[Stated task] Could you copy out the lines below, replacing every "pin" with "place" and leaving everything else as it is, but omitting the pictures?

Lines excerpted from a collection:
START
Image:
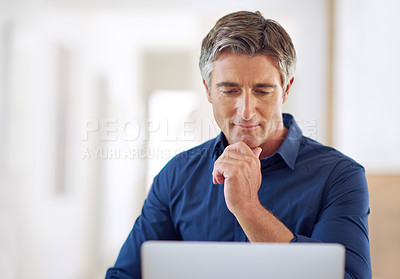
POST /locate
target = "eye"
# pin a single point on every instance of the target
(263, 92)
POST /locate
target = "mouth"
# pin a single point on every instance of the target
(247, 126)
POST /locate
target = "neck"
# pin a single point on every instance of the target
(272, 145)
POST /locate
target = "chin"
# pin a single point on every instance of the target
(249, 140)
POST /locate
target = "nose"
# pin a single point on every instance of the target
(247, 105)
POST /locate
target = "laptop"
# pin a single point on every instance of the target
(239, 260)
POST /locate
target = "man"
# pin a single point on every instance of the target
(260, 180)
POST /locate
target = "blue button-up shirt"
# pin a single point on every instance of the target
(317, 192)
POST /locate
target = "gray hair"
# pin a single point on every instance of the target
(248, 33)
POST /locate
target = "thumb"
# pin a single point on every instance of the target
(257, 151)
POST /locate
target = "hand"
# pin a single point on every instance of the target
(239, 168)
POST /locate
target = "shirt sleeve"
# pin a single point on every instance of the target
END
[Expected answer]
Image:
POST /locate
target = "eye"
# place a single point on every instance of the target
(263, 92)
POST /locate
target = "mouth"
# place a single point on every instance of the target
(247, 126)
POST /locate
target = "neck"
# place a single point on every instance of the target
(272, 145)
POST /locate
target = "chin"
# place a single point on every instance of the target
(249, 140)
POST /locate
target = "nose"
# place a single point on every instance of the target
(247, 105)
POST /locate
target = "laptop"
# place a single point on every instance of the target
(239, 260)
POST /locate
target = "man"
# place a single point on every instance of the target
(260, 180)
POST /locate
target = "blue button-up shirt"
# place a single point on every instance of the target
(317, 192)
POST /locate
target = "gray hair"
# place a single point on every instance of the target
(248, 33)
POST /locate
target = "thumb"
# place a single point on every instance of the target
(257, 151)
POST /locate
target = "hand"
# place a single point on every instance of the target
(239, 168)
POST /locate
target = "shirt sleeve"
# place a single point on every instance of the target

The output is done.